— start Data listing —

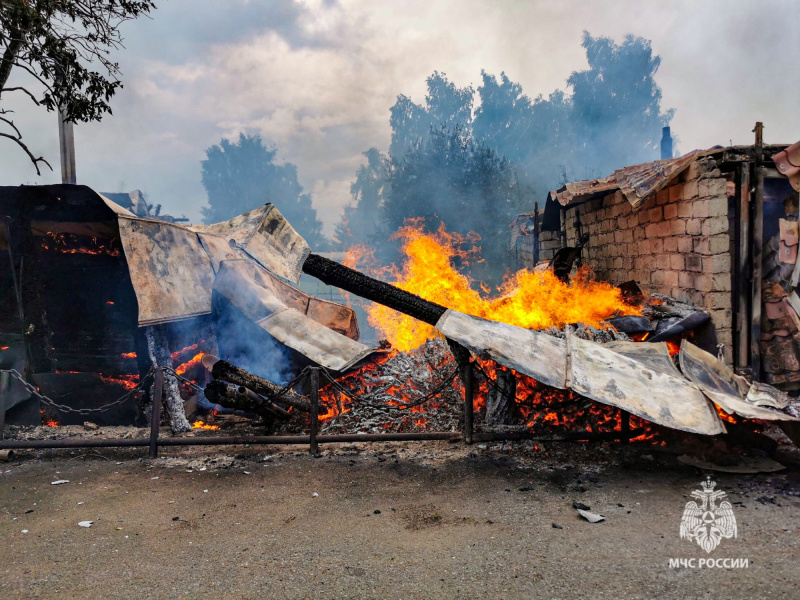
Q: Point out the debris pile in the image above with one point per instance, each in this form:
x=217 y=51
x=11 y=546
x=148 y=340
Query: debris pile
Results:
x=388 y=394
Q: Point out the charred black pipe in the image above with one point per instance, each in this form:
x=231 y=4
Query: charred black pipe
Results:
x=224 y=371
x=237 y=397
x=332 y=273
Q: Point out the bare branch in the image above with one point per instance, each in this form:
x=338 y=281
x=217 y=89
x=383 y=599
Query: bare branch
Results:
x=14 y=127
x=34 y=160
x=20 y=89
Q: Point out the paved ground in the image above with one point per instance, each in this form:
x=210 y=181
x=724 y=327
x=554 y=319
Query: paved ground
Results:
x=390 y=521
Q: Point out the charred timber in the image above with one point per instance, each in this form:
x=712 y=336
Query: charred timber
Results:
x=332 y=273
x=237 y=397
x=225 y=371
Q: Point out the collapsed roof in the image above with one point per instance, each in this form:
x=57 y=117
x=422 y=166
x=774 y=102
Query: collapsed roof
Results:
x=253 y=260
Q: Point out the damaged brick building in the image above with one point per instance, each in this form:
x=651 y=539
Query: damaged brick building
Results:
x=716 y=228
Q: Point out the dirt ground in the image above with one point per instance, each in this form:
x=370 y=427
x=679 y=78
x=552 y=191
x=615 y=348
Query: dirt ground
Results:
x=402 y=520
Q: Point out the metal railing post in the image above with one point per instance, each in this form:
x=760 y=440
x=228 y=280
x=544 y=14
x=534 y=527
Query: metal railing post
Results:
x=155 y=417
x=469 y=407
x=314 y=417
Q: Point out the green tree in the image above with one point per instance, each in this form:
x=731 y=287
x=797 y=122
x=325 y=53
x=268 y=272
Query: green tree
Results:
x=445 y=106
x=360 y=220
x=616 y=104
x=452 y=179
x=56 y=46
x=243 y=175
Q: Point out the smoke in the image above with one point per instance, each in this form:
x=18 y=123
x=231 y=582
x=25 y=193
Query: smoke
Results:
x=475 y=169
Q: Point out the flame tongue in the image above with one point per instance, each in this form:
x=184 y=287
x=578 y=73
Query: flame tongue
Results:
x=533 y=300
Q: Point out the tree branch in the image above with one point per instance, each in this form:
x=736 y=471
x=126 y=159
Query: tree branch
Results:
x=20 y=89
x=14 y=127
x=34 y=160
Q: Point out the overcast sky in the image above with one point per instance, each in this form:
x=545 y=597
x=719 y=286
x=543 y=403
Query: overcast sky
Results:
x=316 y=78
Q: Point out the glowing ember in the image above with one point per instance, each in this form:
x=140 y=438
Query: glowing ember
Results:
x=533 y=300
x=192 y=362
x=128 y=381
x=177 y=354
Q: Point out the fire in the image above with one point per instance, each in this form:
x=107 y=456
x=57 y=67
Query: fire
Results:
x=533 y=300
x=78 y=244
x=192 y=362
x=128 y=381
x=48 y=421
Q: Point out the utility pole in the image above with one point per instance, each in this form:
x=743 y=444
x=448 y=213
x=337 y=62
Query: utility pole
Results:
x=66 y=141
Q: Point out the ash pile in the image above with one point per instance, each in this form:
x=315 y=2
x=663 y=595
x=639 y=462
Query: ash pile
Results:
x=400 y=392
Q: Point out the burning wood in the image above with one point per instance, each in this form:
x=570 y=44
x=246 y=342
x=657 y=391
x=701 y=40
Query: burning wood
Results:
x=158 y=349
x=240 y=398
x=226 y=372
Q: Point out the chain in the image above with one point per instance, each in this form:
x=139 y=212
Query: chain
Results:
x=81 y=411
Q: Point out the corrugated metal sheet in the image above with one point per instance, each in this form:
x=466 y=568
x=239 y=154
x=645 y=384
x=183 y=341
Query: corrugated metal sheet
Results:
x=171 y=272
x=718 y=383
x=310 y=326
x=535 y=354
x=644 y=386
x=636 y=182
x=267 y=237
x=612 y=378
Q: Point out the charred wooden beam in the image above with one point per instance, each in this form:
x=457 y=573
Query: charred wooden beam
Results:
x=332 y=273
x=240 y=398
x=158 y=350
x=225 y=371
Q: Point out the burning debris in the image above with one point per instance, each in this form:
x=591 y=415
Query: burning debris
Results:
x=549 y=354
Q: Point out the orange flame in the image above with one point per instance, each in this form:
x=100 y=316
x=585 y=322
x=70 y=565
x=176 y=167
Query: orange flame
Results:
x=128 y=381
x=192 y=362
x=533 y=300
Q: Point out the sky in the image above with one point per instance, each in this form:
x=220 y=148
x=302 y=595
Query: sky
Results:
x=316 y=79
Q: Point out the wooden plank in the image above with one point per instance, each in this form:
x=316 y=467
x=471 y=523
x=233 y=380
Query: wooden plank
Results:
x=532 y=353
x=757 y=254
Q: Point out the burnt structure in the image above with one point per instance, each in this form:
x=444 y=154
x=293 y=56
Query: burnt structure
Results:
x=714 y=228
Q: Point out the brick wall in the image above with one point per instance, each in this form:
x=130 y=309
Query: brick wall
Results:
x=677 y=243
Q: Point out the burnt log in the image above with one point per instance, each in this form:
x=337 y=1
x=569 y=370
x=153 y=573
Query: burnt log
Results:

— end Data listing —

Please return all of the rows above word for word, leaving out the pictures.

* _Solution_
Q: Point out the debris pile in the image above with one point per instance, each in this form:
x=217 y=51
x=11 y=546
x=148 y=340
Query: debris pile
Results:
x=388 y=394
Q: Point out the charred black pipe in the image above with one point per instance, each in this form:
x=231 y=4
Query: charred black pipe
Results:
x=224 y=371
x=237 y=397
x=332 y=273
Q: Point out the bare branch in the image above with one point per instance, each in this form:
x=338 y=281
x=217 y=89
x=383 y=599
Query: bare branch
Results:
x=14 y=127
x=34 y=160
x=20 y=89
Q: Point out the paved ground in the image above with one point per instance, each in this form:
x=210 y=181
x=724 y=327
x=554 y=319
Query: paved ground
Results:
x=390 y=521
Q: Point out the charred timber in the image above with one point per instance, each in this form:
x=712 y=336
Query: charred timber
Results:
x=332 y=273
x=237 y=397
x=225 y=371
Q: Point out the collapsed roof in the image above with one point per instance, each in this form:
x=57 y=117
x=422 y=166
x=774 y=102
Query: collapsed roof
Results:
x=253 y=260
Q: Point out the damaged brick building in the image above with one point per instance, each in this form:
x=651 y=539
Query: damaged brick building
Results:
x=716 y=228
Q: Point out the dirt ground in the image above with one point per instance, each in this form:
x=370 y=427
x=679 y=78
x=552 y=191
x=615 y=348
Query: dirt ground
Results:
x=402 y=520
Q: Point out the metal railing post in the image above with one point per instance, each in this form:
x=760 y=440
x=228 y=280
x=544 y=14
x=534 y=527
Query: metal railing post
Results:
x=155 y=417
x=469 y=407
x=314 y=417
Q: Point out the green tree in the image above with one point per instance, each in this form:
x=731 y=287
x=797 y=122
x=325 y=53
x=268 y=272
Query: green tree
Results:
x=445 y=106
x=360 y=220
x=616 y=104
x=452 y=179
x=56 y=46
x=243 y=175
Q: Point out the smoke in the image above with one point per instance, each in this form:
x=18 y=123
x=231 y=582
x=25 y=193
Query: smoke
Results:
x=475 y=169
Q: Point out the flame tongue in the image above with one point per instance, each in this form:
x=184 y=287
x=578 y=73
Query: flame tongue
Results:
x=533 y=300
Q: Point out the tree branch in the image above with one point per instance, each in this form:
x=736 y=471
x=126 y=159
Query: tree branch
Results:
x=20 y=89
x=14 y=127
x=34 y=160
Q: Point out the overcast sky in the image above with one point per instance, each in this form:
x=545 y=597
x=719 y=286
x=543 y=403
Query: overcast sky
Results:
x=316 y=78
Q: Point out the glowing ember in the image above with one point per instance, each in this form:
x=140 y=438
Query: glowing ember
Results:
x=533 y=300
x=192 y=362
x=128 y=381
x=177 y=354
Q: Point out the fire in the image above with one point per instance, each in this form:
x=107 y=456
x=57 y=67
Query: fire
Results:
x=533 y=300
x=78 y=244
x=192 y=362
x=128 y=381
x=48 y=421
Q: Point out the utility pole in the image above with one point per instance, each in this form:
x=743 y=444
x=448 y=213
x=337 y=62
Query: utility pole
Results:
x=66 y=141
Q: Point out the ash pile in the image above with one point per instance, each in this form:
x=315 y=2
x=663 y=595
x=639 y=462
Query: ash pile
Results:
x=400 y=392
Q: Point out the burning wood in the image above with one point per instance, each in this form:
x=570 y=44
x=246 y=342
x=657 y=391
x=701 y=40
Query: burning wood
Results:
x=158 y=349
x=240 y=398
x=226 y=372
Q: Point out the chain in the image above with one point per instance, each in this form:
x=139 y=212
Query: chain
Results:
x=81 y=411
Q: Point out the corrugated metal sheet in the image above with one point per instance, each in this form:
x=466 y=568
x=239 y=154
x=645 y=384
x=183 y=341
Query: corrugated metal sheet
Results:
x=171 y=272
x=718 y=383
x=310 y=326
x=535 y=354
x=644 y=386
x=636 y=182
x=267 y=237
x=612 y=378
Q: Point out the charred wooden beam in the image above with one point per instance, each in this form:
x=457 y=573
Query: charred wooden beam
Results:
x=332 y=273
x=240 y=398
x=158 y=350
x=225 y=371
Q: Point out the burning debris in the image above with one point per instance, each in this form:
x=591 y=415
Query: burning debris
Results:
x=549 y=354
Q: Point out the orange flame in the image above with one point per instance, each in this form:
x=100 y=316
x=585 y=322
x=70 y=565
x=176 y=167
Query: orange flame
Results:
x=128 y=381
x=192 y=362
x=533 y=300
Q: Point out the sky in the image above with one point per instance, each in this form:
x=220 y=148
x=302 y=595
Query: sky
Results:
x=316 y=79
Q: Point out the wooden plank in the image above with one point per instance, each in this form:
x=316 y=467
x=471 y=523
x=233 y=380
Query: wooden plank
Results:
x=532 y=353
x=757 y=254
Q: Point out the burnt structure in the image above with one point per instance, each in this form:
x=444 y=154
x=293 y=56
Query: burnt structure
Results:
x=714 y=228
Q: Point out the brick wall in the image above with one point per instance, each in this form:
x=130 y=309
Query: brick wall
Results:
x=677 y=243
Q: Point out the burnt log in the image above with one point per instance, each in this form:
x=337 y=1
x=569 y=370
x=153 y=573
Query: burnt log
Results:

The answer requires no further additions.